Task to complete -
Render every line of the listing below as a numbered list, skipping blank lines and leaving out the pictures.

Source data -
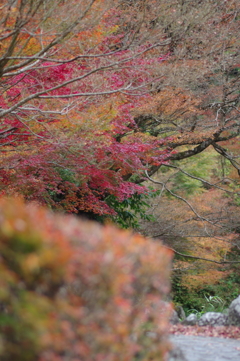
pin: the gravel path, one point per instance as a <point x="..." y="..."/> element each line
<point x="200" y="348"/>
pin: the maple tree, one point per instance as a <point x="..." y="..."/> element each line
<point x="62" y="114"/>
<point x="105" y="91"/>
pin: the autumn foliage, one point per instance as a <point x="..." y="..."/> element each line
<point x="76" y="290"/>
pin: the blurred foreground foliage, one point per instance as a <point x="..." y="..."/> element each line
<point x="75" y="290"/>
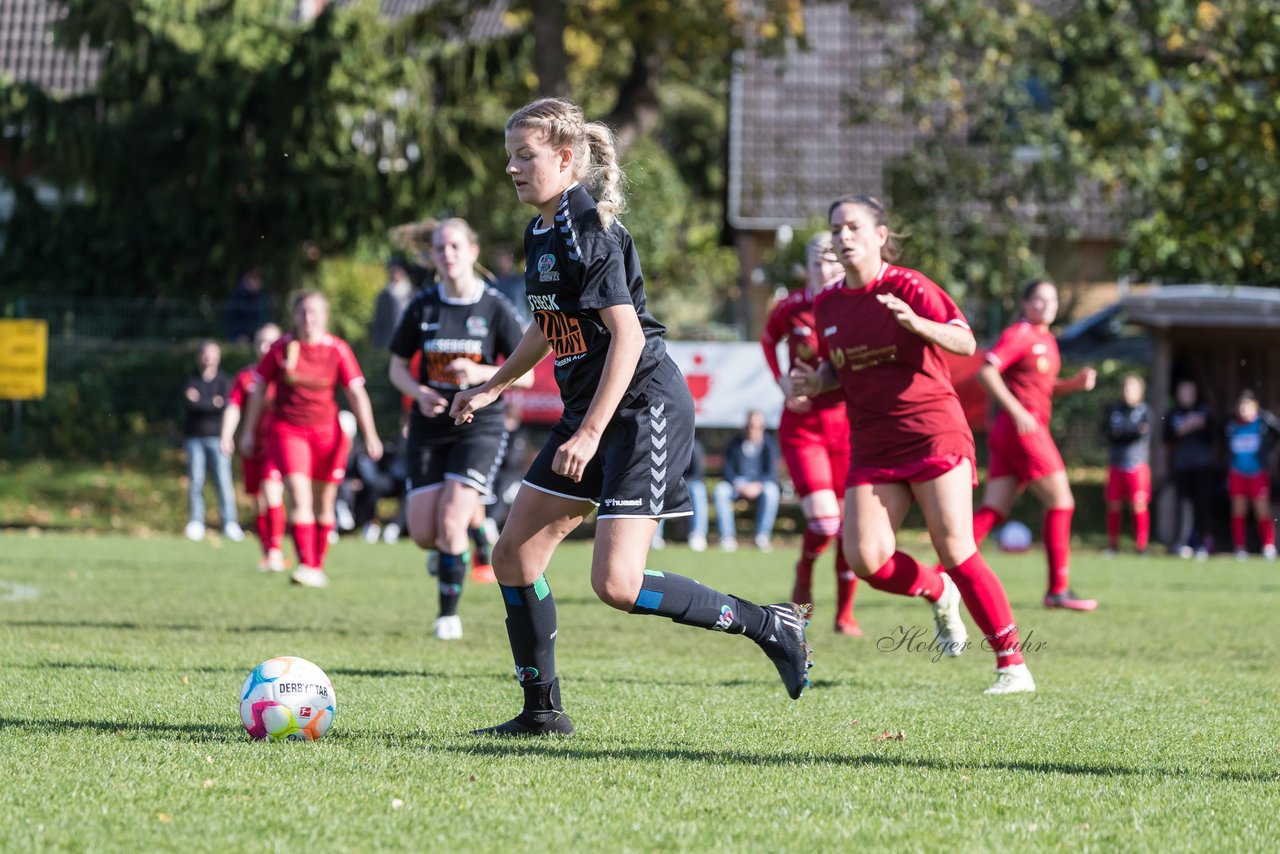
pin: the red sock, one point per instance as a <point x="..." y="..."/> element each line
<point x="275" y="528"/>
<point x="1114" y="528"/>
<point x="305" y="540"/>
<point x="810" y="549"/>
<point x="264" y="533"/>
<point x="1057" y="547"/>
<point x="983" y="521"/>
<point x="1238" y="533"/>
<point x="984" y="597"/>
<point x="1141" y="529"/>
<point x="906" y="576"/>
<point x="846" y="585"/>
<point x="321" y="543"/>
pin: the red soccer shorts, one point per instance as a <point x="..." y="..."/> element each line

Finished exercise -
1. pin: the gravel path, one point per instance as a <point x="..." y="..."/> element each line
2. <point x="200" y="348"/>
3. pin: the maple tree, one point per instance as a <point x="..." y="..."/> element each line
4. <point x="62" y="114"/>
5. <point x="105" y="91"/>
6. pin: the autumn foliage, one point per instance as a <point x="..." y="..."/> element each line
7. <point x="76" y="290"/>
8. pin: the blurred foreground foliage, one point per instance as a <point x="..." y="..."/> element each line
9. <point x="75" y="290"/>
10. pin: the red sock, one point per instance as a <point x="..." y="..."/> element each line
11. <point x="275" y="528"/>
12. <point x="1114" y="528"/>
13. <point x="305" y="540"/>
14. <point x="810" y="549"/>
15. <point x="264" y="533"/>
16. <point x="1057" y="547"/>
17. <point x="983" y="521"/>
18. <point x="1238" y="533"/>
19. <point x="984" y="597"/>
20. <point x="1141" y="529"/>
21. <point x="906" y="576"/>
22. <point x="846" y="585"/>
23. <point x="321" y="543"/>
24. pin: the red soccer shorts, one point per instance as a <point x="..." y="..."/> element each line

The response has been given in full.